Collected data entries:
-- Begin --

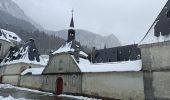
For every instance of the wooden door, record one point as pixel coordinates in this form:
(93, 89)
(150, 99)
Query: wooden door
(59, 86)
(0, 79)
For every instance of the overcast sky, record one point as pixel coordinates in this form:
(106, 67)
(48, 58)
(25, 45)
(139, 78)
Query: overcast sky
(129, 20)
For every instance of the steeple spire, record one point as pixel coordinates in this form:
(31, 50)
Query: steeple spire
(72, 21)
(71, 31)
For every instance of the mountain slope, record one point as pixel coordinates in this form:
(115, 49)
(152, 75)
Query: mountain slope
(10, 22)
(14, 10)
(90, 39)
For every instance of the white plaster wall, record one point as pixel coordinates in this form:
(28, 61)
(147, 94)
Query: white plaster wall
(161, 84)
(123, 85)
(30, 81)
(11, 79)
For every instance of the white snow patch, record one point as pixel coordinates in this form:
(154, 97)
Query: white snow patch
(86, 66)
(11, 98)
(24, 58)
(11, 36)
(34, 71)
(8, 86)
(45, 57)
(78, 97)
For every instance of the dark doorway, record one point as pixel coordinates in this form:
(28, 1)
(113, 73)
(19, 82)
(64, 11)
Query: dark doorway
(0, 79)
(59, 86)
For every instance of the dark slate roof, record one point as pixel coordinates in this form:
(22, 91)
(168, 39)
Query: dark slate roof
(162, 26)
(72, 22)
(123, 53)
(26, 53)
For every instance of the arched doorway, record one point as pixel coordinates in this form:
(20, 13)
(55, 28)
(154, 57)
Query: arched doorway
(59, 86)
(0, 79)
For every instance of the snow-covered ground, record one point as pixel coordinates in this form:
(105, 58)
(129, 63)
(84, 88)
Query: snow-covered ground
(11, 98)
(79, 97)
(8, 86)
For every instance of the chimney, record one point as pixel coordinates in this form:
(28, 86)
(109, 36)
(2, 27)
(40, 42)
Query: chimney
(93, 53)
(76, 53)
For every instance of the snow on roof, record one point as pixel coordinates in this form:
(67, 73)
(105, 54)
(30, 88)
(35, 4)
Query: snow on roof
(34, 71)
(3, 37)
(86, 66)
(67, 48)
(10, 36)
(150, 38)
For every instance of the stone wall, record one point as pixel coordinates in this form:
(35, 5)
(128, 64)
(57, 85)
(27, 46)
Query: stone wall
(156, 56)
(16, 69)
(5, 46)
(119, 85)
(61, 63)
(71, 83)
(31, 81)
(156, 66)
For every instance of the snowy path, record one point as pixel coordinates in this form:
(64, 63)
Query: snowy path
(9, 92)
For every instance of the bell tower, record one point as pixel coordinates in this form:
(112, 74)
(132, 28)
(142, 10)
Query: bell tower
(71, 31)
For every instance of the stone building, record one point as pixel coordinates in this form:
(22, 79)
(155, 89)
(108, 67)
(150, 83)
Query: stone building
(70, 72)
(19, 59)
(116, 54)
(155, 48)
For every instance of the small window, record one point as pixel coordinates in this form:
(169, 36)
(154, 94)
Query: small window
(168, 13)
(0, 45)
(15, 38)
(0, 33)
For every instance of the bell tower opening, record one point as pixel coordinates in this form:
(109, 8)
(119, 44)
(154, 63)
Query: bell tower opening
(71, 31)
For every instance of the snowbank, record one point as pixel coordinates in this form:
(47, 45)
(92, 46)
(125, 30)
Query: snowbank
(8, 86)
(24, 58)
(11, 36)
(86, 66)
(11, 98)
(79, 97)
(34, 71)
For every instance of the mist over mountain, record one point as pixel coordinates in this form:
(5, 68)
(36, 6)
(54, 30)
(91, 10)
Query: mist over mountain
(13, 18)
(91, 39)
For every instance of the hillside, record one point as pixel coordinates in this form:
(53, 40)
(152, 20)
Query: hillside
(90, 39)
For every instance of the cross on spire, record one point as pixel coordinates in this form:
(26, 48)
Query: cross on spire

-- End --
-- Begin --

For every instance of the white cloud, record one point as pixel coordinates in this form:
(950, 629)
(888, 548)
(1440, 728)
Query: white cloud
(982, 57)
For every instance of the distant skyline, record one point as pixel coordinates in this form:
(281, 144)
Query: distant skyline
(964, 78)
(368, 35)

-- End --

▶ What the task asks
Turn the records above into a Markdown table with the columns Row and Record line, one line per row and blank lines left out. Begin at the line that contains "For every instance of the snowy" and stop after the line that contains "Query: cross on spire".

▶ Reply to the task
| Row | Record line |
|---|---|
| 1 | For every instance of the snowy path, record one point as pixel coordinates in this form: |
| 2 | (64, 63) |
| 3 | Query: snowy path |
| 4 | (9, 92) |
| 5 | For every instance of the bell tower, record one point as pixel coordinates in this form: |
| 6 | (112, 74) |
| 7 | (132, 28) |
| 8 | (142, 10) |
| 9 | Query: bell tower |
| 10 | (71, 31) |
| 11 | For every instance of the stone building, record one point as pixel coordinates in this form: |
| 12 | (22, 79) |
| 13 | (155, 89) |
| 14 | (108, 67) |
| 15 | (150, 83) |
| 16 | Query: stone building |
| 17 | (70, 72) |
| 18 | (19, 59) |
| 19 | (116, 54) |
| 20 | (155, 48) |
| 21 | For every instance of the small window, record one point as pixel coordinates in this form: |
| 22 | (169, 36) |
| 23 | (154, 94) |
| 24 | Query: small window |
| 25 | (168, 13) |
| 26 | (0, 45) |
| 27 | (15, 38) |
| 28 | (0, 33) |
| 29 | For every instance of the bell tower opening, record one point as pixel coordinates in this form: |
| 30 | (109, 8) |
| 31 | (119, 44) |
| 32 | (154, 63) |
| 33 | Query: bell tower opening |
| 34 | (71, 31) |
| 35 | For every instance of the snowbank, record one point as pixel coordinates in this form: |
| 36 | (47, 45) |
| 37 | (92, 46) |
| 38 | (125, 30) |
| 39 | Query: snowbank |
| 40 | (8, 86) |
| 41 | (24, 58) |
| 42 | (11, 36) |
| 43 | (86, 66) |
| 44 | (11, 98) |
| 45 | (79, 97) |
| 46 | (34, 71) |
| 47 | For every instance of the mist over mountain, record one point as pixel coordinates in this form: |
| 48 | (5, 68) |
| 49 | (36, 6) |
| 50 | (54, 30) |
| 51 | (91, 10) |
| 52 | Query: mist over mountain |
| 53 | (13, 18) |
| 54 | (91, 39) |
| 55 | For every instance of the hillside, record one point as pixel coordinates in this form: |
| 56 | (53, 40) |
| 57 | (152, 20) |
| 58 | Query: hillside |
| 59 | (90, 39) |
| 60 | For every instance of the cross on spire, record one point as pixel coordinates in this form: |
| 61 | (26, 48) |
| 62 | Query: cross on spire |